### Objectif 1
Compte les lignes des enregistrements qui contiennent la chaîne « black », en tenant compte de la casse. Donne uniquement ce nombre.

Parce que sinon, il paraît c’est très difficile (impossible ?) d’envoyer directement de l’argent sur un compte dedans, un compte dans Gaza, un compte à la Banque de Palestine depuis un compte dehors, son compte en France, par exemple. Je confirme. Mon honorable correspondant palestinien à Abu Dhabi avait pour mission de récupérer en cash l’argent là-bas que je lui envoie par WU et ensuite de le mettre sur son compte – double compte, donc – pour l’envoyer ensuite sur un autre compte qu’il a sur la Banque de Palestine. Commission. Commission. Commission. Je vous raconte. Non, avant de vous raconter, je termine avec Western Union. Ma banque m’a envoyé un sms de vérification, à peine avais-je cliqué comme il fallait sur le site de WU pour que l’argent file vers Gaza. J’ai dû rappeler ma banque. Une pauvre petite banque de fonctionnaires qui me vole légalement, coutumièrement, sur chaque petit service qu’elle me rend, je m’y suis habituée avec le temps, j’ai 52 ans. J’ai dû l’appeler, la banque ; pour lui dire : « oui, c’est moi qui cherche à envoyer 500 balles à Abu Dhabi ». Au téléphone, on m’a dit « ok ». Je me suis aussi dit dans ma tête : « ok ». Je me suis dit « ok » mais en réalité je suis assez contente. On m’avait dit : « Taka essayer Boursorama ». « Taka essayer Paypal ». « Taka ». Taka. Taka. Wu : ça marche !! Je me suis précipitée sur ma messagerie sécurisée pour prévenir les gens auxquels je veux envoyer de l’argent. Depuis l’expansion de la guerre au Liban, je vis dans l’angoisse du gruyère des télécommunications mondialisées. Et si le téléphone de mes correspondants sur place à Gaza explosait à cause de whatsapp pour les mutiler et les tuer ? Tout est possible. Tout. Moi qui ai toujours trouvé parano et l’extrême gauche avec sa peur de l’espionnage, je suis devenue une immense paranoïaque. Donc, je vais sur ma messagerie sécurisée et j’annonce « OUAIS j’ai réussi ! ». L’honorable correspondant s’est pointé le lendemain matin à Abu Dhabi pour prendre l’argent. En fait, non. J’avais pas réussi. On lui a dit que l’argent était bloqué en France.

### Données fournies
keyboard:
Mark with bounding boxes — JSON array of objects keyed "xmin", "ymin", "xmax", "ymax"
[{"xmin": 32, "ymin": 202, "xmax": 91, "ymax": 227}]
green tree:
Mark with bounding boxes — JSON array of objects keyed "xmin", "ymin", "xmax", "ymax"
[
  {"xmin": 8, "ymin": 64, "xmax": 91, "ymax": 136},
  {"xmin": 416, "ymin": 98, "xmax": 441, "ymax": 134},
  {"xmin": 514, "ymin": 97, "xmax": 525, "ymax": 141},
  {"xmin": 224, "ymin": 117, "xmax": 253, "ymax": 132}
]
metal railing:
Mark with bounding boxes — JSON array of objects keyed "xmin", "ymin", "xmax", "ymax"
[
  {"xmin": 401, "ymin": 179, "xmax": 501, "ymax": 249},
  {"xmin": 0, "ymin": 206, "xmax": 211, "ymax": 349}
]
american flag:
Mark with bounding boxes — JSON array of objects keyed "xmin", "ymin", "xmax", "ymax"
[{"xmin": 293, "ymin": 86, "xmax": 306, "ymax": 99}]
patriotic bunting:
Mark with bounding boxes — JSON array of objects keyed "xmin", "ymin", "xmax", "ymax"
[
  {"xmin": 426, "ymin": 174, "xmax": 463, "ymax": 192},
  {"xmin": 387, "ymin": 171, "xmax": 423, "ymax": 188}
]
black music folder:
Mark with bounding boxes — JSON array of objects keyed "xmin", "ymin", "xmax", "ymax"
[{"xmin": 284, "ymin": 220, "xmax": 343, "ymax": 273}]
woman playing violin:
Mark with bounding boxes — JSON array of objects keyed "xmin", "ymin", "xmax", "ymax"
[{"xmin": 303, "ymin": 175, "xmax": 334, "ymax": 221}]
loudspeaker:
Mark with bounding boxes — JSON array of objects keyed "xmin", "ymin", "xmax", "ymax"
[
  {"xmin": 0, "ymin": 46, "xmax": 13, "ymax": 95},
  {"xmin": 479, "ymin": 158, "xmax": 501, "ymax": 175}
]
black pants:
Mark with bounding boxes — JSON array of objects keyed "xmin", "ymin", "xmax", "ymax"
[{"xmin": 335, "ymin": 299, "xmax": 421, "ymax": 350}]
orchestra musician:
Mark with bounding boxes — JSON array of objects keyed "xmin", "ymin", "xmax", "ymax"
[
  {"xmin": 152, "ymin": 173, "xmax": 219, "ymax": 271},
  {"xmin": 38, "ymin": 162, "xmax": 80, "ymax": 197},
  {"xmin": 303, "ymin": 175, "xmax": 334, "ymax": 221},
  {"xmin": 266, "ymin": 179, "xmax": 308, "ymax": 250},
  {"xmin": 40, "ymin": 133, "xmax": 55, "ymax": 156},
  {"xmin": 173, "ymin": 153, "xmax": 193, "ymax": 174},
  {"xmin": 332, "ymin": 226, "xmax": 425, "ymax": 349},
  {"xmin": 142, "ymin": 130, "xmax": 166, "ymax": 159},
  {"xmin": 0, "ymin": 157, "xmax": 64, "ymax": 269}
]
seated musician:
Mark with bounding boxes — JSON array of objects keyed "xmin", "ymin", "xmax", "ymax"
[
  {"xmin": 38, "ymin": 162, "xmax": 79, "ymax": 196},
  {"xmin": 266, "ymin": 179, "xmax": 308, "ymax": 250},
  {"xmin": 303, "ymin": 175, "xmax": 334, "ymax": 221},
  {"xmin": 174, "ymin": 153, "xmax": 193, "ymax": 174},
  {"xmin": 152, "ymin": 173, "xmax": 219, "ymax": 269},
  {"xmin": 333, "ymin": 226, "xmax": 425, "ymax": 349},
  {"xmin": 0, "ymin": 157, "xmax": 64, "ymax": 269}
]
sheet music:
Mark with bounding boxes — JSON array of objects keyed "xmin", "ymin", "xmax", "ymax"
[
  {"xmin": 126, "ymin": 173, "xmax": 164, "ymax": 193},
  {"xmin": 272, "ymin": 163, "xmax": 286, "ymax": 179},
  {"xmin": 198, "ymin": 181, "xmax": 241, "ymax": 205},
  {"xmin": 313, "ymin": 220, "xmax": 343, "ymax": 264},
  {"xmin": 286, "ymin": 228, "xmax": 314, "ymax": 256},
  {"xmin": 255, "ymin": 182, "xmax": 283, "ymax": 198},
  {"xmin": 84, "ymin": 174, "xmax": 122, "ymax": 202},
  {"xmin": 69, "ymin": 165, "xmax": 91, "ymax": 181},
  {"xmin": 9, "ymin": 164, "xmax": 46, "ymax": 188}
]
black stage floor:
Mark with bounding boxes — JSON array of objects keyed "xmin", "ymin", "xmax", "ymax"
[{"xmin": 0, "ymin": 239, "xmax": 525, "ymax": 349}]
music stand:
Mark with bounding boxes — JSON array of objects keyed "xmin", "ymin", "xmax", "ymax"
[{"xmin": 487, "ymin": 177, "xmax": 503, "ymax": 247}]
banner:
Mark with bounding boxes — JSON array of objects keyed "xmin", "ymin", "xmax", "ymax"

### Objectif 2
Pour chacune des affirmations suivantes, indique si elle concorde avec le texte sur l'envoi d'argent vers Gaza, en répondant par oui ou non et en citant les mots du texte qui tranchent. (a) La banque a envoyé un sms de vérification. (b) La personne qui raconte a 45 ans. (c) Le correspondant a pu récupérer l'argent à Abu Dhabi le lendemain matin.

### Réponse rédigée 1
3

### Réponse rédigée 2
(a) Oui : « Ma banque m’a envoyé un sms de vérification ».
(b) Non : « j’ai 52 ans ».
(c) Non : « On lui a dit que l’argent était bloqué en France. »